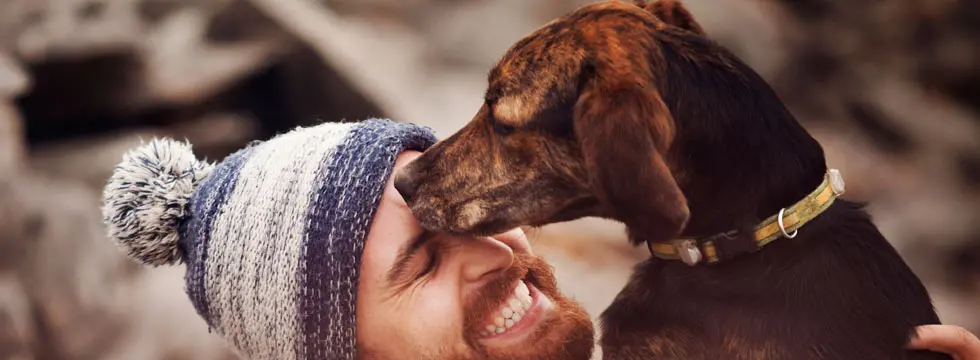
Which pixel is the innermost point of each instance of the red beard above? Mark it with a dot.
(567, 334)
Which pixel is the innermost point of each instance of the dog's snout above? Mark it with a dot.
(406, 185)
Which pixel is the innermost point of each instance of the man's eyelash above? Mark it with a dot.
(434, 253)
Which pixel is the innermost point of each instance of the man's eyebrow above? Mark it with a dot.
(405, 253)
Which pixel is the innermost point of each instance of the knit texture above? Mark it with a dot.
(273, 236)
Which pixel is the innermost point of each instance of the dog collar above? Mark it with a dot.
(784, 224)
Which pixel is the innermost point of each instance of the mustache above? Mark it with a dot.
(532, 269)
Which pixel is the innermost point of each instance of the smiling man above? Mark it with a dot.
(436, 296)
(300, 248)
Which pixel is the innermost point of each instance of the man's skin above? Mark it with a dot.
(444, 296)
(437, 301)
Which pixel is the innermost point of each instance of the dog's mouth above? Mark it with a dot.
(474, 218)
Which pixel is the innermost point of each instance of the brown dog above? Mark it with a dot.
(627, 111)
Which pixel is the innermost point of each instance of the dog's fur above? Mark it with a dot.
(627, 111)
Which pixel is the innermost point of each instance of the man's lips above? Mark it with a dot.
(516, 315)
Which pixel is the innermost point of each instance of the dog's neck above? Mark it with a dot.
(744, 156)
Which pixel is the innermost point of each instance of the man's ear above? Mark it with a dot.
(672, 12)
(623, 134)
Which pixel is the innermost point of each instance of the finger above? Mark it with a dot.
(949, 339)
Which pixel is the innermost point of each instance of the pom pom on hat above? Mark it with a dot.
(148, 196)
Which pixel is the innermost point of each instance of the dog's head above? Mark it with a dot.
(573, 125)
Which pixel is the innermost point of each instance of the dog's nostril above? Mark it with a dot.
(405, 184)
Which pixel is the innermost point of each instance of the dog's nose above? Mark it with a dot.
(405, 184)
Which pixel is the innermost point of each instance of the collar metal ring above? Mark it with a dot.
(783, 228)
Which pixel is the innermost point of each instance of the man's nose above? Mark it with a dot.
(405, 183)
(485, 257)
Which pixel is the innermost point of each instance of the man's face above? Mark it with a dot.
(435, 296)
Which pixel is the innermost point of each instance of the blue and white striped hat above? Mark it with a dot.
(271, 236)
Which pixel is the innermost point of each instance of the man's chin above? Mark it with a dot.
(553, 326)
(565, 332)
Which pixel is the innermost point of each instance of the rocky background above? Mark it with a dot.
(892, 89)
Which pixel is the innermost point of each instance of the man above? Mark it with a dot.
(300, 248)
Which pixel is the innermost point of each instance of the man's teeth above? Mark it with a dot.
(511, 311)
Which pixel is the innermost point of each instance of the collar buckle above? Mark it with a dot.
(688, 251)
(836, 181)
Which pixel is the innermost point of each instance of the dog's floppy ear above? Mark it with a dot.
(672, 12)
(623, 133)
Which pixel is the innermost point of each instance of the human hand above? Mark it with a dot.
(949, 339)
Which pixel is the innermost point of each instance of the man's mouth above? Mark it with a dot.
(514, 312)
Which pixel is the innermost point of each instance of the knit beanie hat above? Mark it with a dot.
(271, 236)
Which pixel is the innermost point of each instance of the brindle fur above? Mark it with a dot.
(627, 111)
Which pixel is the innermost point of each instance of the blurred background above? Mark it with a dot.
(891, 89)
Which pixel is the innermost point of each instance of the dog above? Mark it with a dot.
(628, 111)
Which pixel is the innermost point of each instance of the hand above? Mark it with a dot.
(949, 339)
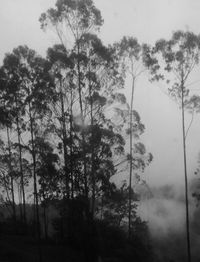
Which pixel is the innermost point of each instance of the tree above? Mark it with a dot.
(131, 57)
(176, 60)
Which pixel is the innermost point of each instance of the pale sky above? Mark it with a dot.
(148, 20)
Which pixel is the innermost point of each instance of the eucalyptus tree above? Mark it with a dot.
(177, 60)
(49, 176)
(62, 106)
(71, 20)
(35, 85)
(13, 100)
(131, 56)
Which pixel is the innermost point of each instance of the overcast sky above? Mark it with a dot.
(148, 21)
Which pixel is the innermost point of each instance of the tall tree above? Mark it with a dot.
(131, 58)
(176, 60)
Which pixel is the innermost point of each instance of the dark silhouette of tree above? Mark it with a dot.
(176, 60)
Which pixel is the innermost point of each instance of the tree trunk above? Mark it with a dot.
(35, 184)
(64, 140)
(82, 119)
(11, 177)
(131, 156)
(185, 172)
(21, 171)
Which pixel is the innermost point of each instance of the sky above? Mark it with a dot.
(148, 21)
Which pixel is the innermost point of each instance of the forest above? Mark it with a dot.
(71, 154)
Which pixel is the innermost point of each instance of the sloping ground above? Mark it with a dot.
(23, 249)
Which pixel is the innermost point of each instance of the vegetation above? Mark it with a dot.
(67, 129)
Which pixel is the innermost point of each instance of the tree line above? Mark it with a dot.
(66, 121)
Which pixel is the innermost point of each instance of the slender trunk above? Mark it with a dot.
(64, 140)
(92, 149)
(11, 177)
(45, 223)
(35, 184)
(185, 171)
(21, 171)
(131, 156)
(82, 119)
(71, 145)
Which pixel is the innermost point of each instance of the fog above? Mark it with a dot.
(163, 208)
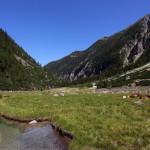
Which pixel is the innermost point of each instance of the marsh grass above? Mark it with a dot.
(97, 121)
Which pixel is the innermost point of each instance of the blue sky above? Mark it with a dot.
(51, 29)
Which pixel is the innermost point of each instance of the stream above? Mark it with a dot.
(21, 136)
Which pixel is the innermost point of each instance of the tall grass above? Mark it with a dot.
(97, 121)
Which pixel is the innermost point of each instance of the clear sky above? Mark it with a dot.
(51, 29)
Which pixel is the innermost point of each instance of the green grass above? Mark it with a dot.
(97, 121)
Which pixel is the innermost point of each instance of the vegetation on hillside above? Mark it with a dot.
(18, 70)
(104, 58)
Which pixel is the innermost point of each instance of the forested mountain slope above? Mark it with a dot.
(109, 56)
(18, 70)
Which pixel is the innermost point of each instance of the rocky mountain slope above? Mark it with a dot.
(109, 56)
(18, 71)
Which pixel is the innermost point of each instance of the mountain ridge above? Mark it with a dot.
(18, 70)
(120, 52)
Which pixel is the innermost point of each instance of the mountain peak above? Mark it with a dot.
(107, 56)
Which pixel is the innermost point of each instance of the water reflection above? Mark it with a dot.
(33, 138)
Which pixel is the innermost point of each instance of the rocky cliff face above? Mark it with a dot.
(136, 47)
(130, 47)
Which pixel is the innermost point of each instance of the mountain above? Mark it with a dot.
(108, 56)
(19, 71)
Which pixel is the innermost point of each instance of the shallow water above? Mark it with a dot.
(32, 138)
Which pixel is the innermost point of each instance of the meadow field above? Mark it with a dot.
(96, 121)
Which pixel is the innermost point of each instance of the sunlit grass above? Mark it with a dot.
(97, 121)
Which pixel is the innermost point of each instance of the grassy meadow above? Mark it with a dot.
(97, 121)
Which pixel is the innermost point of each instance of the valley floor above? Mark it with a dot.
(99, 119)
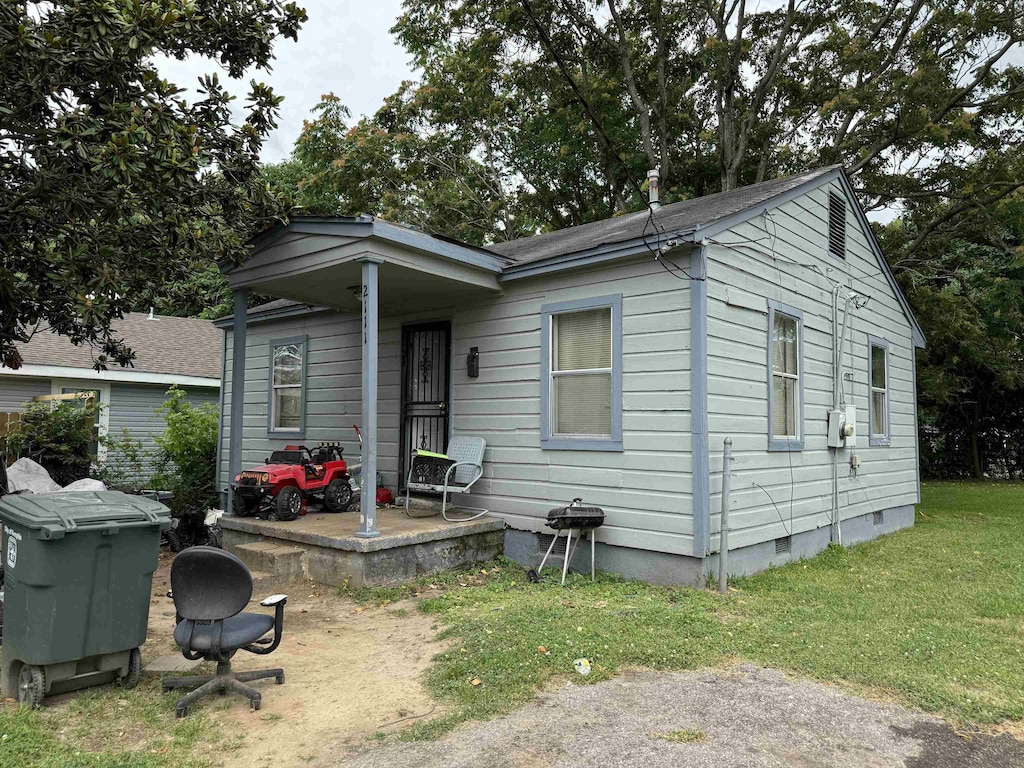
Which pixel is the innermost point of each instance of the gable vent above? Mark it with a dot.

● **EXERCISE**
Reproduce the material word for word. Skip every picture it holds.

● **ANSWER TO THIS TASK**
Which pixel is the innermost point of each instance of the red beard above? Mark it with a dot.
(567, 334)
Which pixel is the innermost point of each instance of the dog's snout above? Mark it with a dot.
(406, 185)
Which pixel is the innermost point of each instance of the man's eyelash above? Mark it with a dot.
(434, 253)
Which pixel is the innermost point of each instance of the man's eyebrow above? Mark it with a dot.
(405, 253)
Which pixel is the innermost point of each instance of the knit texture above? Mark it with a dot.
(273, 236)
Which pixel is the innermost point of each instance of the dog collar above? Mark it with a dot.
(784, 224)
Which pixel is the innermost point of each instance of the mustache above? Mark it with a dot.
(532, 269)
Which pixel is the innermost point of each instance of the smiling man above? Mark it with a dot.
(436, 296)
(300, 248)
Which pixel is the innermost point of each instance of the man's skin above? Mark it with a dot.
(444, 296)
(437, 301)
Which pixel is the innermost point of each instance of the dog's mouth above? Mark it with a dot.
(474, 218)
Which pixel is the innermost point of each instance of the brown dog above? Mark it with a dot.
(627, 111)
Which pixel is the innermost point of each instance of the dog's fur above? Mark it with a dot.
(627, 111)
Which pixel is the innermost point of each instance of the man's lips above? Mark it with a dot.
(516, 315)
Which pixel is the innermost point of each instance of the dog's neck above? Mark it with a dot.
(744, 156)
Which pixel is the innermost point of each instance of the man's ear above? Mark it with a dot.
(672, 12)
(623, 134)
Which pixel is the innermost point of each instance of the finger above? Mark it with a dot.
(949, 339)
Which pixel is the innermost point of each instance of the pom pom on hat above? Mark it with a dot.
(148, 196)
Which pixel is the innermost point of each instance of the dog's head above? Mark it with a dot.
(573, 125)
Which pixel is the innermost point of each instance of the dog's nostril above? Mark it with a dot.
(405, 184)
Which pixel is the innermost point of each instance of the dog's nose above? Mark it with a dot.
(405, 184)
Which pixel is the innermost point of each instance of the collar metal ring above? Mark it with a dot.
(783, 228)
Which pixel is the innermost point of each instance of the man's nose above? Mark it with a dot.
(405, 183)
(485, 257)
Which pixel is the innermost point of each instance of the man's face above? Mark it with a dot.
(435, 296)
Which pixel is the innermost point of each instance of the blue and white striped hat above? Mark it with a dot.
(271, 236)
Which pixel is the innermost point of each instance of the man's chin above? Mark it with a dot.
(553, 326)
(565, 332)
Which pixel is the innermost point of each instance of the rocky background above? Mark it with a dot.
(892, 89)
Which pixel is the innermost point of each instance of the man above? Mark it with a dot.
(300, 248)
Which pixel is the innermost point of each instance of the man's teeth above? Mark it with a dot.
(511, 311)
Which pixel is the innermost point of each instance of the collar buckle above? Mark it with a dot.
(688, 251)
(836, 181)
Which pixel is the innermost point of each instance of the dog's floppy ear above? Mark it with a dot.
(672, 12)
(623, 133)
Which pixel is the innermost point of each instance of the human hand above? Mark it with a dot.
(949, 339)
Which pixel is the innermost point of each instance of the man's mouth above? Mark it with a dot.
(514, 312)
Which pixel is the innermost point of each instance of the knit beanie hat above? Mark it with a dot.
(271, 236)
Which pixel is the innermost point of each instance of the brindle fur above? Mark it with a dot.
(627, 111)
Which pixel is the innermost point of each instance of the blurred background above? Mark it with a dot.
(891, 89)
Which pixel is the innermost point of each instance of the dog above? Mark it with a dot.
(628, 111)
Which pixel is the innermost point of each instance of the hand above? Mark it with a dot.
(949, 339)
Which pixel is the innermost point of each instance of the tree above? Mark it with a dot.
(131, 57)
(176, 60)
Which pixel is the innermost point of each instance of the pale sky above? Mark it with a dot.
(148, 20)
Which pixel is the innermost point of each instance of the eucalyptus tree above? Mark it with a dot.
(177, 60)
(49, 176)
(62, 106)
(71, 20)
(35, 85)
(13, 100)
(131, 56)
Which pixel is the innermost point of each instance of the overcast sky above? Mark it with a dot.
(148, 21)
Which pixel is the innermost point of each instance of the tall tree above? Mark it with a dot.
(131, 58)
(176, 60)
Which pixel is the innermost point of each instance of the dark silhouette of tree above? Mark it with a dot.
(176, 60)
Which pixel is the innermost point of each instance of the tree trunk above? Mark it with a dot.
(35, 184)
(64, 140)
(82, 119)
(11, 177)
(131, 156)
(185, 172)
(21, 171)
Which pixel is the innermost point of each instance of the sky above? Mark it with a dot.
(148, 21)
Which pixel is the innermost point of each instance of the forest above? Mark it with a dot.
(71, 154)
Which pixel is the innermost point of each instance of the sloping ground above? Mark it with a dot.
(23, 249)
Which pixel is the innermost point of each instance of the vegetation above? Mark it with a dot.
(67, 129)
Which pixel is the innermost point of each instance of the tree line above? Mark it with a dot.
(66, 121)
Which pixel is the innermost point of each instance of the slender trunk above? Mark it with a dot.
(64, 140)
(92, 149)
(11, 177)
(45, 223)
(35, 184)
(185, 171)
(21, 171)
(131, 156)
(82, 119)
(71, 145)
Which pixel is the innermost point of each instance of the fog above? Mark it with a dot.
(163, 208)
Which pixel is the innermost point of each instance of the marsh grass above? Mark it with a dot.
(97, 121)
Which pixel is the innermost point of each instance of the blue sky above? Mark it with a dot.
(51, 29)
Which pixel is the innermost point of each instance of the stream above? Mark it with a dot.
(21, 136)
Which pixel is the innermost point of each instance of the tall grass above? Mark it with a dot.
(97, 121)
Which pixel is the innermost point of each instance of the clear sky above? Mark it with a dot.
(51, 29)
Which pixel is the innermost point of each instance of the green grass above? Mark it with a dot.
(97, 121)
Which pixel is the innermost point of each instance of the vegetation on hillside above? Mark it with a dot.
(18, 70)
(104, 58)
Which pixel is the innermost point of each instance of the forested mountain slope above? Mark it with a dot.
(109, 56)
(18, 70)
Which pixel is the innermost point of each instance of the rocky mountain slope above? Mark it with a dot.
(109, 56)
(18, 71)
Which pixel is the innermost point of each instance of the mountain ridge above? Mark it with a dot.
(18, 70)
(120, 52)
Which pixel is the innermost point of each instance of the mountain peak above? Mark it with a dot.
(107, 56)
Which pixel is the innermost point of each instance of the water reflection above? Mark it with a dot.
(33, 138)
Which pixel is the innermost point of each instance of the rocky cliff face above? Mark it with a dot.
(136, 47)
(130, 47)
Which pixel is the innermost point of each instance of the mountain above? Mark it with a dot.
(108, 56)
(19, 71)
Which pixel is the innermost point of each instance of the shallow water above? Mark it with a dot.
(32, 138)
Which pixel is the innermost point of each instance of the meadow field above? Mark it with a dot.
(96, 121)
Which pixel is the innermost point of each instance of the sunlit grass above? Mark it with a dot.
(97, 121)
Which pixel is the innermost point of each instance of the grassy meadow above? Mark it with a dot.
(97, 121)
Which pixel is the innermost point of each instance of the valley floor above? Mark it with a dot.
(99, 119)
Which pixel is the innermost point of each instance of the gable vent above? Mark it with a dot.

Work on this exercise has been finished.